[Exercise details]: Restate each entry word for word, leaving nothing out.
(Supplied material)
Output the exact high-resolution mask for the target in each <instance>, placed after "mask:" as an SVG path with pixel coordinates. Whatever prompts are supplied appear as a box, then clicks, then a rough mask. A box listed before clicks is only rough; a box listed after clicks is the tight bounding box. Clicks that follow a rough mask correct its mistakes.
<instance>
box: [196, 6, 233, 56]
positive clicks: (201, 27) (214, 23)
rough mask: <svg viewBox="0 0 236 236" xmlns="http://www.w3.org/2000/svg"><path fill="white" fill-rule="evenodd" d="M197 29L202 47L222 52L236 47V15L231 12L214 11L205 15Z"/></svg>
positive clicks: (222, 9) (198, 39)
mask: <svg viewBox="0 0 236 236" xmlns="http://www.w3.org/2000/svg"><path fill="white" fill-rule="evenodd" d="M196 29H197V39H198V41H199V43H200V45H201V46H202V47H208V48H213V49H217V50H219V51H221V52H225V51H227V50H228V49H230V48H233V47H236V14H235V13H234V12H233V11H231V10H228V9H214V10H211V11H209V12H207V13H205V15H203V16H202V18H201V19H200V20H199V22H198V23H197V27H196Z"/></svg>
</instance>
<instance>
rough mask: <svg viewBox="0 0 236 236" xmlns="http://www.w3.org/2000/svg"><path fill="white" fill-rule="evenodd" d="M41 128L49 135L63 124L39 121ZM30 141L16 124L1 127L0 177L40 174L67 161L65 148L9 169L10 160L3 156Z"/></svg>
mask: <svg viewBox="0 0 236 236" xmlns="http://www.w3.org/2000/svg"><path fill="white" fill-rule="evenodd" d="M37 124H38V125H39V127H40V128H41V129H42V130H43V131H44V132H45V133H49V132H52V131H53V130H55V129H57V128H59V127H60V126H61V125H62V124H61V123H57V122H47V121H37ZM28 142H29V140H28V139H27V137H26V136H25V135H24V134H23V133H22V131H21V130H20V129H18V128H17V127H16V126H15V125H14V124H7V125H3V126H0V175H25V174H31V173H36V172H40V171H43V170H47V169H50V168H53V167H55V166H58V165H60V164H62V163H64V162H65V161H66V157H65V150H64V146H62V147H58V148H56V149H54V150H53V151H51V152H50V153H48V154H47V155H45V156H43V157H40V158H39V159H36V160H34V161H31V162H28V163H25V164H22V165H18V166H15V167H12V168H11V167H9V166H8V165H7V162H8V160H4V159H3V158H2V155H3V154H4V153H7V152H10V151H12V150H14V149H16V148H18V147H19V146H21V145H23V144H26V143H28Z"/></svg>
(End Supplied material)
[Written solution]:
Output the exact high-resolution mask for the target in each <instance>, placed after "mask:" as an SVG path with pixel coordinates. Whatever prompts are supplied appear as a box, then clicks, then a rough mask. A box listed before clicks is only rough; a box listed after clicks is the tight bounding box. Clicks that follow a rough mask correct its mistakes.
<instance>
box: [196, 6, 233, 56]
positive clicks: (201, 27) (214, 23)
rough mask: <svg viewBox="0 0 236 236" xmlns="http://www.w3.org/2000/svg"><path fill="white" fill-rule="evenodd" d="M197 29L202 47L222 52L236 47V15L231 12L214 11L205 15Z"/></svg>
positive clicks: (222, 9) (198, 39)
mask: <svg viewBox="0 0 236 236" xmlns="http://www.w3.org/2000/svg"><path fill="white" fill-rule="evenodd" d="M196 29H197V39H198V41H199V43H200V45H201V46H202V47H208V48H213V49H217V50H219V51H221V52H225V51H227V50H228V49H230V48H233V47H236V14H235V13H234V12H233V11H231V10H228V9H214V10H211V11H209V12H207V13H205V15H203V16H202V18H201V19H200V20H199V22H198V23H197V27H196Z"/></svg>
</instance>
<instance>
rough mask: <svg viewBox="0 0 236 236" xmlns="http://www.w3.org/2000/svg"><path fill="white" fill-rule="evenodd" d="M41 128L49 135L63 124L39 121ZM30 141L16 124L1 127L0 177L40 174L67 161L65 148L9 169L10 160L3 156Z"/></svg>
mask: <svg viewBox="0 0 236 236" xmlns="http://www.w3.org/2000/svg"><path fill="white" fill-rule="evenodd" d="M37 124H38V125H39V127H40V128H41V129H42V130H43V131H44V132H45V133H49V132H52V131H53V130H55V129H57V128H59V127H60V126H61V125H62V124H61V123H57V122H47V121H37ZM28 142H29V140H28V139H27V137H26V136H25V135H24V134H23V133H22V131H21V130H20V129H18V128H17V127H16V126H15V125H14V124H7V125H3V126H0V175H25V174H31V173H36V172H40V171H43V170H47V169H50V168H53V167H55V166H58V165H60V164H62V163H64V162H65V161H66V157H65V150H64V146H62V147H58V148H56V149H54V150H53V151H51V152H50V153H48V154H47V155H45V156H43V157H40V158H39V159H36V160H34V161H31V162H28V163H25V164H22V165H18V166H15V167H12V168H11V167H9V166H8V165H7V162H8V160H4V159H3V158H2V155H3V154H4V153H7V152H10V151H12V150H14V149H16V148H18V147H19V146H21V145H23V144H26V143H28Z"/></svg>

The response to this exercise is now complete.